Please copy every one of the records below word for word, keeping each line and its order unchanged.
==== Dataset records ====
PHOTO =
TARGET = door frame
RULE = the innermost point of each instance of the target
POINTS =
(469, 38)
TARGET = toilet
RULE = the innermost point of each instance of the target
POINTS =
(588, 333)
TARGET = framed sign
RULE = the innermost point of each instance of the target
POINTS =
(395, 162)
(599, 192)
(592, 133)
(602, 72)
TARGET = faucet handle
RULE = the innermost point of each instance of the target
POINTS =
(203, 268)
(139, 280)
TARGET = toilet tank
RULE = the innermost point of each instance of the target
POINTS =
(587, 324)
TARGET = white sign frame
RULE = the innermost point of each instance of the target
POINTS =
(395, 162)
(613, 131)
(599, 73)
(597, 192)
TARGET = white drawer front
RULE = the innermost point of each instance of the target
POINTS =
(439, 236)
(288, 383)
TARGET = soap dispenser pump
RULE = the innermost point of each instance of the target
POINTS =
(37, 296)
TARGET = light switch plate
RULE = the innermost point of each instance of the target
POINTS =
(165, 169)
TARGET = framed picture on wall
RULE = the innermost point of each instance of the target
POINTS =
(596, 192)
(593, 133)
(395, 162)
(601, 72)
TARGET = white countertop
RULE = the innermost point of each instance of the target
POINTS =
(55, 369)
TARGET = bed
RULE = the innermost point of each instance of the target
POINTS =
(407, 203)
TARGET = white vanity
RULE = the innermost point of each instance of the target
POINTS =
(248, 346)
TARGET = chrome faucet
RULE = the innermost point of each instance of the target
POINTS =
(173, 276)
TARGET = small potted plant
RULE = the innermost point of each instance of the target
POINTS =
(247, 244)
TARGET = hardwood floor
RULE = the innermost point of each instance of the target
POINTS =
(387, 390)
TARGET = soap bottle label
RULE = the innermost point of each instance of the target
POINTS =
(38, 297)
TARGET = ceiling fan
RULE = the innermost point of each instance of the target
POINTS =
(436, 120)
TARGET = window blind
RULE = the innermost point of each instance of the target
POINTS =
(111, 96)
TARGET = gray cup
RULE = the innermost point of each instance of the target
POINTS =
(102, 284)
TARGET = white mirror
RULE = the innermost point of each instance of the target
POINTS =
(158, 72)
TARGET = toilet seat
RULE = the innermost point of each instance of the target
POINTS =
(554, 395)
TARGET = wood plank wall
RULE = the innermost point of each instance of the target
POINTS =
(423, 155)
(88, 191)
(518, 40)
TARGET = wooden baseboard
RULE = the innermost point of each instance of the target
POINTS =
====
Task result:
PHOTO =
TARGET = door frame
RULE = the innermost point of each instance of the target
POINTS =
(469, 38)
TARGET = toilet
RULE = the innermost point of each instance of the target
POINTS =
(588, 333)
TARGET = framed sign
RULE = the innermost point of each instance of the target
POINTS =
(395, 162)
(599, 192)
(592, 133)
(602, 72)
TARGET = faucet handle
RULE = the innermost point of each instance of the target
POINTS =
(203, 268)
(139, 280)
TARGET = toilet tank
RULE = the innermost point of each instance of the target
POINTS =
(587, 324)
TARGET = white sign frame
RULE = the innermost point of each instance of the target
POINTS =
(395, 162)
(613, 131)
(599, 73)
(597, 192)
TARGET = white drawer front
RULE = the innermost point of each instance of the target
POINTS =
(439, 236)
(288, 383)
TARGET = soap dispenser pump
RULE = the innermost point of each instance of the target
POINTS =
(37, 296)
TARGET = light switch plate
RULE = the innermost point of each instance of the target
POINTS =
(165, 169)
TARGET = framed picture on wall
RULE = the innermost point of each instance of the target
POINTS =
(596, 192)
(593, 133)
(395, 162)
(601, 72)
TARGET = white countertop
RULE = the innermost point of each instance of the target
POINTS =
(55, 369)
TARGET = bed
RULE = the innermost point of each instance of the target
POINTS =
(407, 203)
TARGET = white vanity
RULE = the innermost point of each instance of the target
POINTS =
(248, 346)
TARGET = chrome faucet
RULE = the innermost point of each instance of the target
POINTS =
(173, 276)
TARGET = small potted plant
RULE = the innermost point of each instance of the target
POINTS =
(247, 244)
TARGET = hardwood floor
RULE = the innermost point of each instance of the target
POINTS =
(387, 390)
TARGET = soap bottle label
RULE = the innermost point of each instance of the target
POINTS =
(38, 297)
TARGET = ceiling fan
RULE = the innermost point of each instance of the target
POINTS =
(436, 120)
TARGET = window blind
RULE = the innermost point of each instance of the target
POINTS =
(111, 96)
TARGET = gray cup
RULE = the innermost point of each instance of the target
POINTS =
(102, 284)
TARGET = white mirror
RULE = the innermost point of each instance of the target
POINTS =
(158, 72)
TARGET = toilet seat
RULE = the innermost point of each instance of the target
POINTS =
(554, 395)
TARGET = wood plank wall
RULE = the innermost point of each instance of the target
POINTS =
(423, 155)
(88, 191)
(518, 40)
TARGET = wooden baseboard
RULE = the innermost point of each instance of the target
POINTS =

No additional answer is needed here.